#### [Records excerpted from a collection]
++++++++

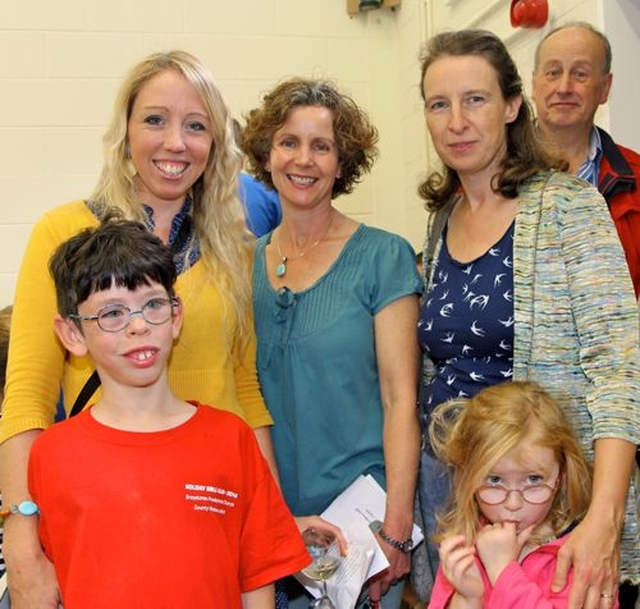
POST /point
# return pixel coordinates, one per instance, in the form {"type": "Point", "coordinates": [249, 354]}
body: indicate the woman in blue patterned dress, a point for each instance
{"type": "Point", "coordinates": [336, 303]}
{"type": "Point", "coordinates": [526, 280]}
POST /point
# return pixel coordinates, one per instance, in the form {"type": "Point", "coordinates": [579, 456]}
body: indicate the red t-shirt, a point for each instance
{"type": "Point", "coordinates": [187, 517]}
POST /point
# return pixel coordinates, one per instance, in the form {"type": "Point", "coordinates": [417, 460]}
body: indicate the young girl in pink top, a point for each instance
{"type": "Point", "coordinates": [520, 481]}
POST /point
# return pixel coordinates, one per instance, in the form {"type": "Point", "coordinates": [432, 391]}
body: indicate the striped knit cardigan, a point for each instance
{"type": "Point", "coordinates": [576, 319]}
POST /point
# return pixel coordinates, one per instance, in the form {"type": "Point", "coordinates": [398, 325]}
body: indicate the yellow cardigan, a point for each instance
{"type": "Point", "coordinates": [205, 365]}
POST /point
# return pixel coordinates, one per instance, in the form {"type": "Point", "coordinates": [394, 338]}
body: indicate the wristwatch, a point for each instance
{"type": "Point", "coordinates": [404, 546]}
{"type": "Point", "coordinates": [24, 508]}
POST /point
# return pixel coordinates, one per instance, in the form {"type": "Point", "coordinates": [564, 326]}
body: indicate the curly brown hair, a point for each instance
{"type": "Point", "coordinates": [356, 138]}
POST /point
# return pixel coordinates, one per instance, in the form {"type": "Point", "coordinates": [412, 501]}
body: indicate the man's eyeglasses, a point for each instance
{"type": "Point", "coordinates": [114, 318]}
{"type": "Point", "coordinates": [535, 494]}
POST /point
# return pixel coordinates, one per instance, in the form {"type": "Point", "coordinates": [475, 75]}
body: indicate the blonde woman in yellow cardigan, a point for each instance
{"type": "Point", "coordinates": [171, 162]}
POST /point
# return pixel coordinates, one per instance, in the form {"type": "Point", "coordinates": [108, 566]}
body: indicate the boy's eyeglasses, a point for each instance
{"type": "Point", "coordinates": [114, 318]}
{"type": "Point", "coordinates": [535, 494]}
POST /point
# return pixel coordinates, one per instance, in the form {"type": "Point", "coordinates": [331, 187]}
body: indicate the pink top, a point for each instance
{"type": "Point", "coordinates": [524, 585]}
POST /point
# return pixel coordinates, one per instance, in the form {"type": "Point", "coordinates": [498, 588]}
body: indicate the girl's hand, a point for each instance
{"type": "Point", "coordinates": [459, 567]}
{"type": "Point", "coordinates": [500, 544]}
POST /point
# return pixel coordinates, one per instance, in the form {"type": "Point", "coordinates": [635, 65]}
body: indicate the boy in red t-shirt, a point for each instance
{"type": "Point", "coordinates": [146, 500]}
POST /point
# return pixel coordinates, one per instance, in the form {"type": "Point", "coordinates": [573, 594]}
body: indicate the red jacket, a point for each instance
{"type": "Point", "coordinates": [619, 184]}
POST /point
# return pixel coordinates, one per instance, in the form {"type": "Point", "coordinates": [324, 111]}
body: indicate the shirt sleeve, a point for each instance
{"type": "Point", "coordinates": [271, 546]}
{"type": "Point", "coordinates": [36, 357]}
{"type": "Point", "coordinates": [393, 271]}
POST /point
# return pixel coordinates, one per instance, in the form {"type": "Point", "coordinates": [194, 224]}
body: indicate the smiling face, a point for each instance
{"type": "Point", "coordinates": [135, 356]}
{"type": "Point", "coordinates": [304, 157]}
{"type": "Point", "coordinates": [169, 138]}
{"type": "Point", "coordinates": [569, 82]}
{"type": "Point", "coordinates": [528, 464]}
{"type": "Point", "coordinates": [467, 114]}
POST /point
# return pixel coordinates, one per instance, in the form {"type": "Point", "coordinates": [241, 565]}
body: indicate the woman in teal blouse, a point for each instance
{"type": "Point", "coordinates": [336, 305]}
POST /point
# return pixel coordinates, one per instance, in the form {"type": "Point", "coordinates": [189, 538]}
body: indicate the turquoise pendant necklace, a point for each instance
{"type": "Point", "coordinates": [281, 268]}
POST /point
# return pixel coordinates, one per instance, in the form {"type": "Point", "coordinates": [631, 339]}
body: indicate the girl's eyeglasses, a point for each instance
{"type": "Point", "coordinates": [535, 494]}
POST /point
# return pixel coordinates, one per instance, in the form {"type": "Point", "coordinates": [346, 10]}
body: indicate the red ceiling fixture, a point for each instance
{"type": "Point", "coordinates": [529, 13]}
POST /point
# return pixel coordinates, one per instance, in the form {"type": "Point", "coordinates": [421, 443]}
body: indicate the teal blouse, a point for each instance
{"type": "Point", "coordinates": [317, 365]}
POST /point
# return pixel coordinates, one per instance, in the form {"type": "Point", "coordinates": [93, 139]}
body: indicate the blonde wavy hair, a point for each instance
{"type": "Point", "coordinates": [471, 436]}
{"type": "Point", "coordinates": [225, 244]}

++++++++

#### [TASK TO COMPLETE]
Go through the data and return every word of it verbatim, leaving out the pictures.

#### [SOLUTION]
POST /point
# return pixel coordinates, one per instance, in the form {"type": "Point", "coordinates": [249, 354]}
body: indicate the woman in blue patterned dress, a point for each instance
{"type": "Point", "coordinates": [336, 303]}
{"type": "Point", "coordinates": [526, 280]}
POST /point
# return pixel coordinates, one per instance, in the form {"type": "Point", "coordinates": [579, 456]}
body: indicate the red t-shirt, a point for each instance
{"type": "Point", "coordinates": [187, 517]}
POST /point
# return pixel coordinates, one per instance, in the form {"type": "Point", "coordinates": [417, 460]}
body: indicate the young girl in pink top, a point for each instance
{"type": "Point", "coordinates": [520, 481]}
POST /point
# return pixel coordinates, one per instance, in the form {"type": "Point", "coordinates": [432, 391]}
body: indicate the striped knit cardigan, a point for each instance
{"type": "Point", "coordinates": [576, 319]}
POST /point
# return pixel coordinates, one per instance, in the form {"type": "Point", "coordinates": [398, 325]}
body: indicate the yellow cardigan, a point for each instance
{"type": "Point", "coordinates": [205, 365]}
POST /point
# return pixel coordinates, one per instance, in the form {"type": "Point", "coordinates": [394, 338]}
body: indicate the wristwatch, a point for each instance
{"type": "Point", "coordinates": [404, 546]}
{"type": "Point", "coordinates": [24, 508]}
POST /point
# return pixel coordinates, one per instance, in the form {"type": "Point", "coordinates": [564, 326]}
body: indicate the curly brown hair, a point for each instance
{"type": "Point", "coordinates": [356, 138]}
POST /point
# return pixel coordinates, one per instance, in the form {"type": "Point", "coordinates": [412, 501]}
body: indicate the man's eyeglasses, a point for each instance
{"type": "Point", "coordinates": [114, 318]}
{"type": "Point", "coordinates": [535, 494]}
POST /point
# return pixel coordinates, one per instance, in the form {"type": "Point", "coordinates": [475, 75]}
body: indicate the blonde woman in yellow cardigan, a point for each instance
{"type": "Point", "coordinates": [171, 162]}
POST /point
# return pixel coordinates, one per instance, in the form {"type": "Point", "coordinates": [108, 566]}
body: indicate the boy's eyeglasses, a point for each instance
{"type": "Point", "coordinates": [114, 318]}
{"type": "Point", "coordinates": [535, 494]}
POST /point
# return pixel coordinates, one per instance, in the form {"type": "Point", "coordinates": [331, 187]}
body: indicate the pink top, a point for each instance
{"type": "Point", "coordinates": [524, 585]}
POST /point
# return pixel coordinates, one per instance, in the form {"type": "Point", "coordinates": [498, 588]}
body: indicate the girl's hand, a point for each instance
{"type": "Point", "coordinates": [459, 567]}
{"type": "Point", "coordinates": [500, 544]}
POST /point
# return pixel coordinates, one per instance, in the form {"type": "Point", "coordinates": [635, 65]}
body: indicate the boy in red t-shirt, a point for each instance
{"type": "Point", "coordinates": [146, 500]}
POST /point
# return pixel coordinates, one per instance, in the form {"type": "Point", "coordinates": [573, 594]}
body: indicate the red jacket, a point for each instance
{"type": "Point", "coordinates": [619, 184]}
POST /point
# return pixel coordinates, one per instance, in the form {"type": "Point", "coordinates": [324, 111]}
body: indicate the shirt sleeve, a point for each instance
{"type": "Point", "coordinates": [271, 546]}
{"type": "Point", "coordinates": [36, 357]}
{"type": "Point", "coordinates": [393, 271]}
POST /point
# return pixel coordinates, one per instance, in the form {"type": "Point", "coordinates": [194, 224]}
body: indicate the smiling face, a point for each instance
{"type": "Point", "coordinates": [135, 356]}
{"type": "Point", "coordinates": [304, 157]}
{"type": "Point", "coordinates": [169, 138]}
{"type": "Point", "coordinates": [569, 82]}
{"type": "Point", "coordinates": [528, 464]}
{"type": "Point", "coordinates": [467, 114]}
POST /point
# return pixel coordinates, one per instance, in the form {"type": "Point", "coordinates": [241, 565]}
body: indicate the woman in teal blouse, a point for each instance
{"type": "Point", "coordinates": [336, 305]}
POST /point
# return pixel coordinates, one per instance, in the form {"type": "Point", "coordinates": [189, 538]}
body: indicate the turquoise pendant necklace, a point for each instance
{"type": "Point", "coordinates": [281, 268]}
POST /point
# return pixel coordinates, one per instance, in the form {"type": "Point", "coordinates": [631, 339]}
body: indicate the girl's eyeglasses, a point for each instance
{"type": "Point", "coordinates": [535, 494]}
POST /point
# return pixel coordinates, one per instance, in the form {"type": "Point", "coordinates": [346, 10]}
body: indicate the red ceiling fixture, a point for each instance
{"type": "Point", "coordinates": [529, 13]}
POST /point
# return pixel coordinates, one per instance, in the form {"type": "Point", "coordinates": [421, 443]}
body: indicate the teal blouse, a point for each instance
{"type": "Point", "coordinates": [317, 365]}
POST /point
# return pixel coordinates, one per instance, in the form {"type": "Point", "coordinates": [93, 139]}
body: indicate the blonde wavy hair, a point for each instance
{"type": "Point", "coordinates": [471, 436]}
{"type": "Point", "coordinates": [225, 244]}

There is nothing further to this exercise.